* **What you need to do**:
Copy out each entry below verbatim, skipping the images.

Image-grounded pointing data:
'''

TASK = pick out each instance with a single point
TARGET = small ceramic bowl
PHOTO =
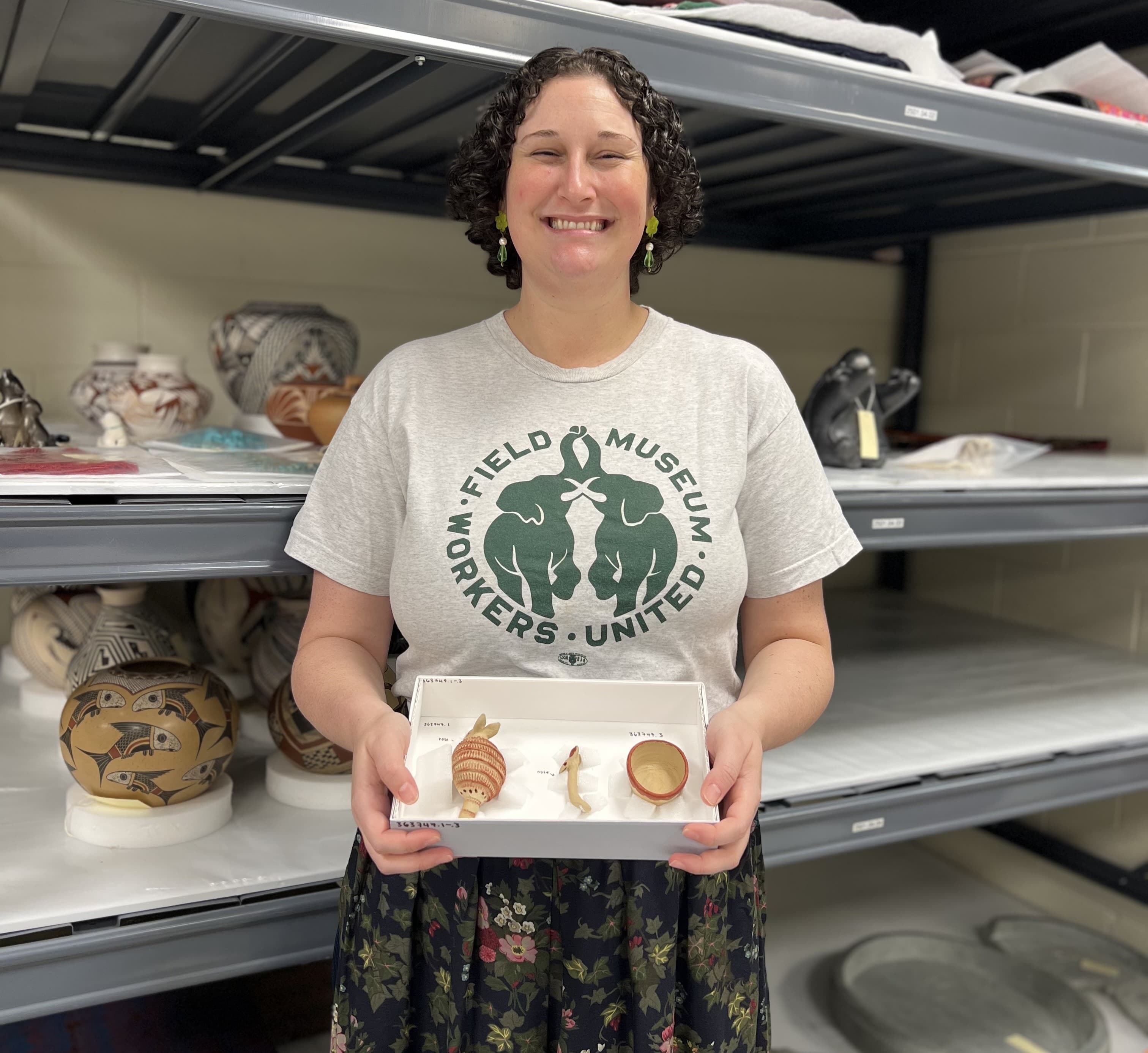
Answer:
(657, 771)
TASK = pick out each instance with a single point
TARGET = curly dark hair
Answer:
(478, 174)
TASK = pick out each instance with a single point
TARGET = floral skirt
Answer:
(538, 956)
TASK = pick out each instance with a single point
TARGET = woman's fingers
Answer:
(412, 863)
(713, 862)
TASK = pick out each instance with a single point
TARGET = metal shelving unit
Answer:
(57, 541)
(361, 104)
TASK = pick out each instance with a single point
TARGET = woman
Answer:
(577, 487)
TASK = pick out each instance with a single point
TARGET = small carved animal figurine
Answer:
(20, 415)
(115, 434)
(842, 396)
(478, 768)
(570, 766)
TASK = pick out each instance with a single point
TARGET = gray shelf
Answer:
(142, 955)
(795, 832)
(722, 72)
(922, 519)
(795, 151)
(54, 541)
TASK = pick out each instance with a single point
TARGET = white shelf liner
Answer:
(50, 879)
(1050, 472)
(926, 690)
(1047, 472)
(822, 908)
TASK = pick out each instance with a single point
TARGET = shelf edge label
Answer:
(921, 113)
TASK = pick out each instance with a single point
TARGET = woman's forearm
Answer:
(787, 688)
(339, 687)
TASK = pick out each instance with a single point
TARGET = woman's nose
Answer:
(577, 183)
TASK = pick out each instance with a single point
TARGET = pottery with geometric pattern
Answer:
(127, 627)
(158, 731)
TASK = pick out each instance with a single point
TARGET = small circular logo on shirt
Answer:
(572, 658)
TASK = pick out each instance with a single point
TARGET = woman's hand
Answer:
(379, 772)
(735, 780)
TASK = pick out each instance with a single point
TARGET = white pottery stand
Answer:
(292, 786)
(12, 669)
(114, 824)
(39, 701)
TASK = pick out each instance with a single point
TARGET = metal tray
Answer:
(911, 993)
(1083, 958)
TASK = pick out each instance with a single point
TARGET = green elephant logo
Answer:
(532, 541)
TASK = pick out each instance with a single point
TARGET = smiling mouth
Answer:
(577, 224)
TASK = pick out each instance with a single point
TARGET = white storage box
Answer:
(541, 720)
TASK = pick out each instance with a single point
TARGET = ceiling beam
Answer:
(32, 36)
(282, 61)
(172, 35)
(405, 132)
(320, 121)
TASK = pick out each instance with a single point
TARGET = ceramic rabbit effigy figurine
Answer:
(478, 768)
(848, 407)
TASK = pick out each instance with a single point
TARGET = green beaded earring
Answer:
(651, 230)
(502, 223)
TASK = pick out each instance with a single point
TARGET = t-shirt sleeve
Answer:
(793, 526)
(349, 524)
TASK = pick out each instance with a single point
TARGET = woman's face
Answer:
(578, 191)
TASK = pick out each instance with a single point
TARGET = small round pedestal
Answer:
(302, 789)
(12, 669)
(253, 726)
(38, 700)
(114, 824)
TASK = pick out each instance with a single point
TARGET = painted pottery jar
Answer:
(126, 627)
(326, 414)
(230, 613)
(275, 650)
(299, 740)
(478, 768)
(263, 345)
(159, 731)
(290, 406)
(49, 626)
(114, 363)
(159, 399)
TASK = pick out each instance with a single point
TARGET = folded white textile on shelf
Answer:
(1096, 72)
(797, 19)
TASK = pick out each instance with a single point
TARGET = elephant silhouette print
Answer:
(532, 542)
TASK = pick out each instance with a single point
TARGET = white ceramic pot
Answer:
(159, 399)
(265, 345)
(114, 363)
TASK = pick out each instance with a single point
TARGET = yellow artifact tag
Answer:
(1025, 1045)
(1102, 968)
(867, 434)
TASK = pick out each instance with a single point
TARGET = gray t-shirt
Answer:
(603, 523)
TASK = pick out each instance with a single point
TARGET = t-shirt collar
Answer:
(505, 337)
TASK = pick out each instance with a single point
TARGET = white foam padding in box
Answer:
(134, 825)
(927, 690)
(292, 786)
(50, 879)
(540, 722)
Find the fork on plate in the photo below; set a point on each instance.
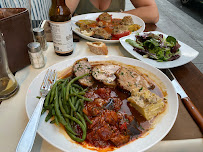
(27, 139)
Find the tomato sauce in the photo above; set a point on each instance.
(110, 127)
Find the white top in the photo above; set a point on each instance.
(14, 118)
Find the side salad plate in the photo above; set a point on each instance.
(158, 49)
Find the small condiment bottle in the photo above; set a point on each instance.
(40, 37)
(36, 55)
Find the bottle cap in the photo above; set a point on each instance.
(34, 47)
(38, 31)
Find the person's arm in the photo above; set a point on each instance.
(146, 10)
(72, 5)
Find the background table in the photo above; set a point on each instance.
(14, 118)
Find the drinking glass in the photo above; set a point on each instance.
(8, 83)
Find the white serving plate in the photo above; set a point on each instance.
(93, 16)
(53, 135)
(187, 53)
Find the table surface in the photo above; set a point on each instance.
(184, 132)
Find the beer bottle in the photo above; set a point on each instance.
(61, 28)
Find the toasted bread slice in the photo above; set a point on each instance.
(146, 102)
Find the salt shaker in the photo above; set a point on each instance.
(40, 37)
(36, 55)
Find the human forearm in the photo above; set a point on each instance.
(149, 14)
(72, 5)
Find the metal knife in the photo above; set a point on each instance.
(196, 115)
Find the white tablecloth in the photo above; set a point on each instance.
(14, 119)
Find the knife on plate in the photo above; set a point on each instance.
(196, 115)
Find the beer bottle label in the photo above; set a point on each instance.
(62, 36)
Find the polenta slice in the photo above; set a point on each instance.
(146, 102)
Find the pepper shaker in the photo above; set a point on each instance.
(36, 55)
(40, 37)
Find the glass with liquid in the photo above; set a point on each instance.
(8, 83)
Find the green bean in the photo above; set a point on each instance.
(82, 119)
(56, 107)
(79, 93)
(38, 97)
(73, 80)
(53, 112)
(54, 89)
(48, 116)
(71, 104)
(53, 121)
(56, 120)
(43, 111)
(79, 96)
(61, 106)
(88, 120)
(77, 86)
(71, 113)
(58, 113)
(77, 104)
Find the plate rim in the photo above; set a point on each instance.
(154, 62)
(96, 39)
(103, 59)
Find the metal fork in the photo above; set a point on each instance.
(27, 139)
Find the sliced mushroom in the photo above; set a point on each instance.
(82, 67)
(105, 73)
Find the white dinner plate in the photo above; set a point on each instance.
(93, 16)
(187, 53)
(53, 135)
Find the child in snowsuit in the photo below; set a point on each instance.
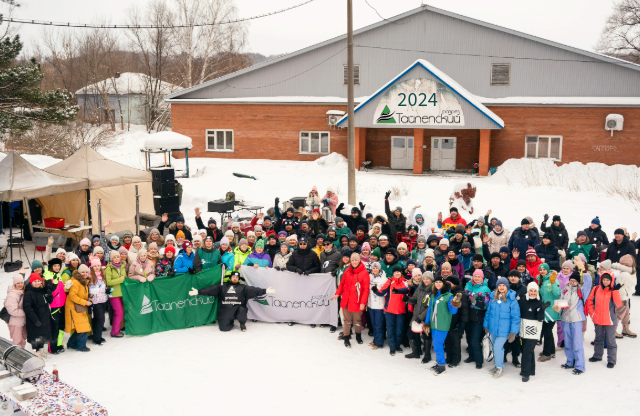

'''

* **Answer to this problem**:
TASK = pick out each instance with a single point
TARGET = small ceramic bowl
PHOTO =
Answer:
(657, 771)
TASK = pick out each instance with a single point
TARGET = curly dark hair
Answer:
(478, 174)
TASK = pick out each instance with a single point
TARGET = floral skirt
Answer:
(538, 956)
TASK = pick out each instance with a single point
TARGET = woman's fingers
Answer:
(412, 863)
(713, 862)
TASK = pick out each instance with a single point
TARGET = metal shelving unit
Answer:
(57, 541)
(361, 104)
TASK = pick out each instance with a single point
TARGET = woman
Answer:
(577, 487)
TASK = pick out each instance with a single point
TARGET = small carved animal figurine
Answer:
(20, 415)
(115, 434)
(842, 396)
(478, 768)
(570, 766)
TASK = pick out each instance with a single point
TARGET = gray shelf
Answer:
(142, 955)
(795, 832)
(722, 72)
(922, 519)
(795, 151)
(54, 541)
TASK = pick out each instance with a single point
TARGET = white shelf liner
Answer:
(50, 879)
(1050, 472)
(926, 690)
(1047, 472)
(822, 908)
TASK = pick out each instance with a single point
TARGET = shelf edge label
Answer:
(921, 113)
TASK = pick out each instance with a single point
TARGET = woman's forearm
Answer:
(787, 688)
(339, 687)
TASK = pick out each instance with a single point
TARGET = woman's nose
Answer:
(577, 183)
TASK = pick out each instance with a single point
TARGET = pottery with geometric pattern
Answer:
(127, 627)
(158, 731)
TASK = pick out each instance with a single point
TARGET = small circular logo on shirt
Answer:
(572, 658)
TASK = pick out each instance with a single point
TARGET = woman's hand
Answer:
(379, 772)
(735, 780)
TASK = pick out each instance with a single point
TARGET = white pottery stand
Answer:
(292, 786)
(12, 669)
(114, 824)
(39, 701)
TASK = pick out each instance with a single point
TARGET = metal tray
Answer:
(911, 993)
(1083, 958)
TASK = pick out each instance with a single point
TARGET = green elephant logo
Answer:
(532, 541)
TASK = pick out each instance with a single point
TARGET = smiling mouth
Answer:
(577, 224)
TASK = pick out each instance with a single point
TARGET = white storage box
Answer:
(541, 720)
TASK = pick out each instance with a single point
TARGET = ceiling beam
Answer:
(32, 36)
(282, 61)
(172, 35)
(405, 132)
(320, 121)
TASK = pick out each instance with a single point
TARGET = ceramic rabbit effigy figurine
Answer:
(478, 768)
(848, 407)
TASK = pick out each instance with a single point
TARGET = green beaded earring
Answer:
(651, 230)
(502, 223)
TASK = pick out each instance with a single point
TARGET = t-shirt sleeve
Answer:
(793, 526)
(349, 524)
TASK = pick out each instance with a single point
TARGET = woman's face
Answer:
(578, 191)
TASK = pick out each instance with a single point
TARGET = small round pedestal
Answer:
(302, 789)
(12, 669)
(253, 726)
(38, 700)
(114, 824)
TASK = pick out each instance with a single point
TARGET = painted pottery jar
Answer:
(126, 627)
(326, 414)
(230, 613)
(275, 650)
(299, 740)
(478, 768)
(263, 345)
(159, 731)
(290, 406)
(49, 626)
(114, 363)
(159, 399)
TASK = pick out each instance with a single point
TARGET = folded white textile on shelf
Answer:
(1096, 72)
(797, 19)
TASK = pick out each instance with a single point
TARGET = elephant silhouette print
Answer:
(532, 542)
TASK = pick out each instance with a single point
TARGET = white ceramic pot
Answer:
(159, 399)
(265, 345)
(114, 363)
TASK = pick out each instance with a single point
TARGET = yellow artifact tag
Answer:
(1025, 1045)
(1102, 968)
(867, 434)
TASK = pick out each instance with a single point
TARGET = gray t-shirt
Answer:
(603, 523)
TASK = pick out each instance with a single point
TARGET = t-shirt collar
Answer:
(505, 337)
TASK = pick out each instance with a single point
TARGET = white foam padding in box
Answer:
(134, 825)
(927, 690)
(292, 786)
(50, 879)
(540, 722)
Find the fork on plate in the photo below; set a point on each instance.
(27, 139)
Find the tomato sauce in the photo above; set a point on each instance.
(110, 127)
Find the white top in the photo above; set a point on each instance.
(14, 118)
Find the side salad plate in the photo above; set a point on each instance.
(158, 49)
Find the small condiment bottle in the photo above; set a point on each instance.
(40, 37)
(36, 55)
Find the bottle cap in the photo above; set a point on each instance.
(34, 47)
(38, 31)
Find the person's arm in the photo above; set a point on each instance.
(146, 10)
(72, 5)
Find the background table in the photo above; set a point on each instance.
(14, 118)
Find the drinking glass in the photo above; set a point on each instance.
(8, 83)
Find the white serving plate in the photo above; set a point on each instance.
(93, 16)
(53, 135)
(187, 53)
Find the table surface in the photo above; set a point on each instance.
(184, 132)
Find the beer bottle in the photo above; set a point on each instance.
(61, 28)
Find the toasted bread slice in the photo above; set a point on each instance.
(146, 102)
Find the salt shaker in the photo above; set a point on each instance.
(40, 37)
(36, 55)
Find the human forearm in the photo above; set a point on each instance.
(149, 14)
(72, 5)
Find the metal knife in the photo above; set a point on each instance.
(196, 115)
Find the white tablecloth in the photo above; set a point on each instance.
(14, 119)
Find the knife on plate in the photo above; set a point on each instance.
(196, 115)
Find the beer bottle label in the photo above; set a point on each instance.
(62, 36)
Find the polenta slice in the photo above; set a point on each instance.
(146, 102)
Find the pepper shaker in the photo above; set a point on each instance.
(36, 55)
(40, 37)
Find the glass with liquid in the photo above; set a point on each instance.
(8, 83)
Find the green bean in the photo above; set a point on each instance.
(82, 119)
(56, 107)
(79, 93)
(38, 97)
(73, 80)
(53, 112)
(54, 89)
(48, 116)
(71, 104)
(53, 121)
(56, 120)
(43, 111)
(79, 96)
(61, 106)
(88, 120)
(77, 86)
(71, 113)
(58, 113)
(77, 104)
Find the plate rim in the photo above; set a point on each instance.
(154, 62)
(96, 39)
(103, 59)
Find the metal fork in the photo above; set a point on each instance.
(27, 139)
Find the sliced mushroom in the photo above; set a point on each instance.
(82, 67)
(105, 73)
Find the white dinner plate in the photo above; set a point on each instance.
(93, 16)
(187, 53)
(53, 135)
Find the child in snowsuit in the photo below; set a point on each instance.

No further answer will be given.